__Written problem__.
Return the listing below line for line, with no changes.

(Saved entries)
=-=-=

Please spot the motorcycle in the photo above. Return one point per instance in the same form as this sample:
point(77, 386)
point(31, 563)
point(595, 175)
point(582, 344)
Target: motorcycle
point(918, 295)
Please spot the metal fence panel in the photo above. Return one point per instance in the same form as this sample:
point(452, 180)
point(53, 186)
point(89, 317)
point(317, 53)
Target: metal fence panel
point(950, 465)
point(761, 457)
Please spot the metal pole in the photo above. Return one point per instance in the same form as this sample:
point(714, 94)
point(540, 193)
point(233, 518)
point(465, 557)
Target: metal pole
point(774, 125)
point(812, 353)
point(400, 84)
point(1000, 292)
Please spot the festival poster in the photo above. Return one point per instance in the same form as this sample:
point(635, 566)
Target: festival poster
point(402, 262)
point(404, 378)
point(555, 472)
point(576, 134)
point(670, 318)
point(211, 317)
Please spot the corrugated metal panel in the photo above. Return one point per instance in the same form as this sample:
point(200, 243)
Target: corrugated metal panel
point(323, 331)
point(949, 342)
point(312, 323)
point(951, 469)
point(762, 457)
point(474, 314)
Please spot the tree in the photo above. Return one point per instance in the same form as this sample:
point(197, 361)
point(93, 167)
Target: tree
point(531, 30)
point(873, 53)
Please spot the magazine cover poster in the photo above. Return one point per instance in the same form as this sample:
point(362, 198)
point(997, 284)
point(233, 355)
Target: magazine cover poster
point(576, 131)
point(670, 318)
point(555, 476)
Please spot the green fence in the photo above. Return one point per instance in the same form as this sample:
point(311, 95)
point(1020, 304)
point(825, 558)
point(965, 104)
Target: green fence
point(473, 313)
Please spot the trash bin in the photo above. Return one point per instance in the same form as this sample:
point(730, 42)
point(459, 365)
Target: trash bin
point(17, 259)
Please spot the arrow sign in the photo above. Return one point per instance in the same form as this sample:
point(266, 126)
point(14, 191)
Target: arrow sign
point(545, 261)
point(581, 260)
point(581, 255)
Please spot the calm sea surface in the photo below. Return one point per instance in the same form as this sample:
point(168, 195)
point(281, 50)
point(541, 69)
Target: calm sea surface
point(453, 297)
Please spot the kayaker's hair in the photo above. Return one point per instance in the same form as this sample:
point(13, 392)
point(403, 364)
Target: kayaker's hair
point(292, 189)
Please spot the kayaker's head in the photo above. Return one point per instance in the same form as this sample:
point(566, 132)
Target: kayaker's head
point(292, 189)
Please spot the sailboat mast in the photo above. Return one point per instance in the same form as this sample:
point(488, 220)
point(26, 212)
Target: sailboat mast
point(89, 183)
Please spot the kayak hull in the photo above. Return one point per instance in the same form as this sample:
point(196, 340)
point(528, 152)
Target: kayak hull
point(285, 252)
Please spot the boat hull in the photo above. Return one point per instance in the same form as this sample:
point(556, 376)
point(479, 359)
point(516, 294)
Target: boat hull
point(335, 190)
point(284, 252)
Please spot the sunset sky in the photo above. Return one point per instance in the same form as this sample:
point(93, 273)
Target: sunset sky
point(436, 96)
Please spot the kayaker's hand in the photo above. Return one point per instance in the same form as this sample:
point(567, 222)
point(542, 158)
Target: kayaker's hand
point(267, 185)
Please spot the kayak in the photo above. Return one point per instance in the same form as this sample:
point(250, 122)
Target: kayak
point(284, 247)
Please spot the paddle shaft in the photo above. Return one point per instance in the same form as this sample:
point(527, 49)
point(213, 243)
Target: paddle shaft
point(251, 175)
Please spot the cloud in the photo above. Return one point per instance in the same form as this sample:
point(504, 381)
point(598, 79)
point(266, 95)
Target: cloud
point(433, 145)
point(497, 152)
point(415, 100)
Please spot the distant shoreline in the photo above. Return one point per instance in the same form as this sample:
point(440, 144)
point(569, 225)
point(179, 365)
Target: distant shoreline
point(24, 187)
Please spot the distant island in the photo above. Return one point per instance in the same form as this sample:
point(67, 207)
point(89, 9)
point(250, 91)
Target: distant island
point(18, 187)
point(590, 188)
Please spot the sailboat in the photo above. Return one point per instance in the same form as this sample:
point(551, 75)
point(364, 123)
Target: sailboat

=-=-=

__Exercise solution__.
Please spot the motorcycle in the photo above. Return one point per instance in the same form as this sample:
point(77, 386)
point(31, 563)
point(595, 175)
point(582, 344)
Target: motorcycle
point(918, 295)
Please spot the metal fence panel in the photo above. Return one point per instance in the same form as this sample:
point(452, 180)
point(53, 186)
point(89, 317)
point(317, 53)
Target: metal fence panel
point(950, 465)
point(761, 457)
Please spot the metal pole in the photo above. Return one point per instance in the same form as this sample:
point(714, 94)
point(540, 193)
point(233, 518)
point(465, 557)
Target: metal pole
point(774, 125)
point(812, 353)
point(400, 84)
point(1000, 292)
Please spot the festival poster in the photo above. Return one point per instance in the same form as this sample:
point(635, 566)
Target: festival poster
point(402, 262)
point(404, 378)
point(555, 472)
point(576, 134)
point(670, 318)
point(211, 317)
Please spot the corrugated metal panel in the photo above. Return one point per instance in the same form as this sample:
point(200, 243)
Target: corrugated metal panel
point(323, 331)
point(949, 342)
point(312, 323)
point(951, 469)
point(762, 457)
point(474, 314)
Please spot the tree in the photo above. Return one point per instance in the same form as this sample:
point(197, 361)
point(93, 167)
Target: tree
point(531, 30)
point(873, 53)
Please spot the magazine cover poster in the photo above. Return one point per instance in the same form as this sample:
point(362, 198)
point(997, 284)
point(233, 355)
Target: magazine cover poster
point(576, 131)
point(670, 318)
point(555, 476)
Please spot the green fence in the photo above. Return one point per instance in the same form as this sample:
point(311, 95)
point(1020, 304)
point(825, 558)
point(965, 104)
Target: green fence
point(473, 313)
Please spot the trash bin in the photo above. Return one point per instance in the same form as this sample:
point(730, 42)
point(459, 365)
Target: trash bin
point(17, 259)
Please spot the arrow sign in the photo above. Return one point per instance in the same form as this sample:
point(266, 126)
point(14, 191)
Target: arrow sign
point(545, 261)
point(581, 260)
point(581, 255)
Please spot the calm sea surface in the photo below. Return one point per instance in the same form as this sample:
point(168, 195)
point(281, 50)
point(541, 69)
Target: calm sea surface
point(453, 297)
Please spot the kayaker's hair in the photo above. Return one point per instance in the same form as this sample:
point(13, 392)
point(403, 364)
Target: kayaker's hair
point(292, 189)
Please spot the kayaker's head in the photo above. Return one point per instance in the same form as this sample:
point(566, 132)
Target: kayaker's head
point(292, 189)
Please spot the sailboat mast in the photo above. Return one point per instance in the same form as this sample:
point(488, 220)
point(26, 212)
Target: sailboat mast
point(89, 183)
Please spot the kayak hull in the photo above. Return one point per instance in the same form as this sample:
point(196, 340)
point(528, 152)
Target: kayak hull
point(285, 252)
Please spot the boat hull in the photo above. Return one point per instance in the same form as this sample:
point(556, 376)
point(479, 359)
point(516, 294)
Target: boat hull
point(335, 190)
point(284, 252)
Please spot the sunset sky in the photo above. Return one point per instance in the same form as this sample:
point(93, 273)
Target: sunset sky
point(436, 96)
Please spot the kayaker's hand in the photo above. Return one point per instance in the same form as this sample:
point(567, 222)
point(542, 158)
Target: kayaker's hand
point(267, 185)
Please spot the kayak in the photo above. Return one point per instance in the same form as this sample:
point(250, 122)
Target: kayak
point(284, 247)
Please spot the paddle shaft in the photo above. Return one point per instance in the same form as this sample:
point(527, 49)
point(213, 243)
Target: paddle shaft
point(251, 175)
Please spot the cloud in the photo above. Return one point per instance in the same form as this sample:
point(504, 381)
point(598, 79)
point(266, 95)
Target: cloud
point(433, 145)
point(497, 152)
point(415, 100)
Please spot the distant shoreline in the photo above. Return one point per instance in the same form as this sample:
point(440, 144)
point(569, 225)
point(179, 365)
Target: distant shoreline
point(24, 187)
Please spot the distant island in the photo above. Return one point per instance in the same form as this sample:
point(67, 207)
point(89, 9)
point(250, 91)
Target: distant island
point(18, 187)
point(590, 188)
Please spot the sailboat in the photo above. Return one point per instance in the same form as this sample:
point(551, 75)
point(364, 123)
Target: sailboat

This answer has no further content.